-- begin Stored records --

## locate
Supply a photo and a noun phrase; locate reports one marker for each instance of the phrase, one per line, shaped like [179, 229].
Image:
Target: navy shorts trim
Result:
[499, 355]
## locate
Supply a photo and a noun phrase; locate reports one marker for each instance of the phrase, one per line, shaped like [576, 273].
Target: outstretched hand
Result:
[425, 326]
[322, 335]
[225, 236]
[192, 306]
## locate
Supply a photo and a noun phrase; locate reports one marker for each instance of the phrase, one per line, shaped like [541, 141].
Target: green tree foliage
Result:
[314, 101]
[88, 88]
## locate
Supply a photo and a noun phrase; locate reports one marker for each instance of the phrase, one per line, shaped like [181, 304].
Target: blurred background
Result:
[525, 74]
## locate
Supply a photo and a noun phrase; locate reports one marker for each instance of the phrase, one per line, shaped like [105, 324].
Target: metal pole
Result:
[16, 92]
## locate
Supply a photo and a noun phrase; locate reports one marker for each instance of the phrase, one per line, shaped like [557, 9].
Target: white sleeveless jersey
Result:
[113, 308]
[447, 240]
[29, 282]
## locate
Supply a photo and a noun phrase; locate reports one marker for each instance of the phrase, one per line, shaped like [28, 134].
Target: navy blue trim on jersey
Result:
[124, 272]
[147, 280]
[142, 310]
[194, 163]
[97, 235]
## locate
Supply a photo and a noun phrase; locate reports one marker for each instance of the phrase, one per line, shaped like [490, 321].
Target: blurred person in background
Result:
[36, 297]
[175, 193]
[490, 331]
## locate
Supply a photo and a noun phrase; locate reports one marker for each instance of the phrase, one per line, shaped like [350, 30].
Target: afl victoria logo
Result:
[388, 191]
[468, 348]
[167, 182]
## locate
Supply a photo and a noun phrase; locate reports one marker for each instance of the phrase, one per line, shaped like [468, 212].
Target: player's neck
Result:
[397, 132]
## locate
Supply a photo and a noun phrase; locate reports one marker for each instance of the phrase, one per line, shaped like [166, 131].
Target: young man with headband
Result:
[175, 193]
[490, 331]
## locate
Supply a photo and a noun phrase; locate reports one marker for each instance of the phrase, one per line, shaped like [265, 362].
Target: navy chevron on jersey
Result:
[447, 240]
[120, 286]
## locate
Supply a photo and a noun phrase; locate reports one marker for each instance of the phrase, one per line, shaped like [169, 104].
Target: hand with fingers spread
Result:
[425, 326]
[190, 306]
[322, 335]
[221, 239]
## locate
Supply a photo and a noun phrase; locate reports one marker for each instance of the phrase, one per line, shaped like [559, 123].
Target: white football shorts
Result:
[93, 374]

-- end Stored records --
-- begin Stored records --

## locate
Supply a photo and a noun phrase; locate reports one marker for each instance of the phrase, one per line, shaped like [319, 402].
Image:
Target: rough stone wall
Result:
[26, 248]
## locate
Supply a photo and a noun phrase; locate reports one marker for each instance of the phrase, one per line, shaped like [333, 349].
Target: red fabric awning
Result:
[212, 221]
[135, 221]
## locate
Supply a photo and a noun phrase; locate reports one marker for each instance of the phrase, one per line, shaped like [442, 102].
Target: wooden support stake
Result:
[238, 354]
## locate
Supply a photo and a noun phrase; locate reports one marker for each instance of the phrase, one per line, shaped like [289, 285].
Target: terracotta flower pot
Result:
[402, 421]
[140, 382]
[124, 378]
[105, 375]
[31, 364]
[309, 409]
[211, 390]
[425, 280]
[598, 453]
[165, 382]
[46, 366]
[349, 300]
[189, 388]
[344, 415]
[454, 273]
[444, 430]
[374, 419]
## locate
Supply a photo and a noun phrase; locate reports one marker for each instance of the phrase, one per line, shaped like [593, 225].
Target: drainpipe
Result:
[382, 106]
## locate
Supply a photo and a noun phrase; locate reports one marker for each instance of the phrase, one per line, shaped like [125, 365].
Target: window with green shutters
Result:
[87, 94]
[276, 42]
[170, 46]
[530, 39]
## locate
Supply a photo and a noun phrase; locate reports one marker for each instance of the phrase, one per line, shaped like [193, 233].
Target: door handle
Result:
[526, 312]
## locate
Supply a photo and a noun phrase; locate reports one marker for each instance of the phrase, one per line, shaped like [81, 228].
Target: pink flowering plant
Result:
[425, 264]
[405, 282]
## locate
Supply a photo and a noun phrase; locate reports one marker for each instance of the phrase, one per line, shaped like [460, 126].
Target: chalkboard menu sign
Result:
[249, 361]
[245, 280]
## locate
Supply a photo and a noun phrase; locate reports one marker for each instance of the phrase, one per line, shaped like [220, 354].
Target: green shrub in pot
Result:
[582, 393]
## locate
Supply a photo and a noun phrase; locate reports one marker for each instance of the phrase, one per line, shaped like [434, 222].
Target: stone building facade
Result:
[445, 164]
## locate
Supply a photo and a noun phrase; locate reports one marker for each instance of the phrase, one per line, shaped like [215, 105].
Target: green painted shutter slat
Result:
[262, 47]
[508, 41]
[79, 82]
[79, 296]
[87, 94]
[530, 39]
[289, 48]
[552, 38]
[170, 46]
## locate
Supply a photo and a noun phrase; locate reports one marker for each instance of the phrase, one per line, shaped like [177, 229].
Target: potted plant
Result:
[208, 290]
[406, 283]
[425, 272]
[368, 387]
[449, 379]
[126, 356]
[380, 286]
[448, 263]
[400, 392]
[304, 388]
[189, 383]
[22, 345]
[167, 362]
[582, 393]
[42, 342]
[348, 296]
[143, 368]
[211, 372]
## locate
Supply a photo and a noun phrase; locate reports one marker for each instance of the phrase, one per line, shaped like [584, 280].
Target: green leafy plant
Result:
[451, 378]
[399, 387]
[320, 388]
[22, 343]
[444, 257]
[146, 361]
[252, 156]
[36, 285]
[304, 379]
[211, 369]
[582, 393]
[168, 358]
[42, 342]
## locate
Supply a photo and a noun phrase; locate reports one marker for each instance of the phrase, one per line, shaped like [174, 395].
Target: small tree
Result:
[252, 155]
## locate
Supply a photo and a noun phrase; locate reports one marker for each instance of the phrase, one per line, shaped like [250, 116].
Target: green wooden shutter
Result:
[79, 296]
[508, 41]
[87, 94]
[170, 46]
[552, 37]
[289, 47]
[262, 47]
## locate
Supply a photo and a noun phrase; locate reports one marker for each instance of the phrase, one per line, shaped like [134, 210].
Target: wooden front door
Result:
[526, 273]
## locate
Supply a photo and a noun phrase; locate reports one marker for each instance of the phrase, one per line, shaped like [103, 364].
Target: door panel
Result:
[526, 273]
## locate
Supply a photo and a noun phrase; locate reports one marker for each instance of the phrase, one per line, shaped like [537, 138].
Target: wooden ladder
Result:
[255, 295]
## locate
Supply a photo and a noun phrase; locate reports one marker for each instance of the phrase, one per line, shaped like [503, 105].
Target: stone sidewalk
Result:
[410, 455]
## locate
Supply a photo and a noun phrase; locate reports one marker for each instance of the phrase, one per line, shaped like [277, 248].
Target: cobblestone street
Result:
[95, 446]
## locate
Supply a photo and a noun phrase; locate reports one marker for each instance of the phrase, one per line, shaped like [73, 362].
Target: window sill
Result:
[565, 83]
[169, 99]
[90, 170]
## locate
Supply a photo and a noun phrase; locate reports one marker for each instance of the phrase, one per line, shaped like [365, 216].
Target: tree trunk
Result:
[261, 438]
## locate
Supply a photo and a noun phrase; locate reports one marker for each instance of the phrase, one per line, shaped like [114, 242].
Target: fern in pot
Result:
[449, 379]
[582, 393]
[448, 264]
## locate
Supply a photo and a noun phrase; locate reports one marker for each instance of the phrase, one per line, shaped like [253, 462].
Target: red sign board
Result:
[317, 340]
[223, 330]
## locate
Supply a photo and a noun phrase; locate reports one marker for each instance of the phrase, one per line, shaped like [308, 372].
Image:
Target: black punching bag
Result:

-- end Stored records --

Find every line in the data that contains the string "plant" and copy each such line in full. Case matters.

Target: pink flowering plant
Target: potted plant
Target: green leafy plant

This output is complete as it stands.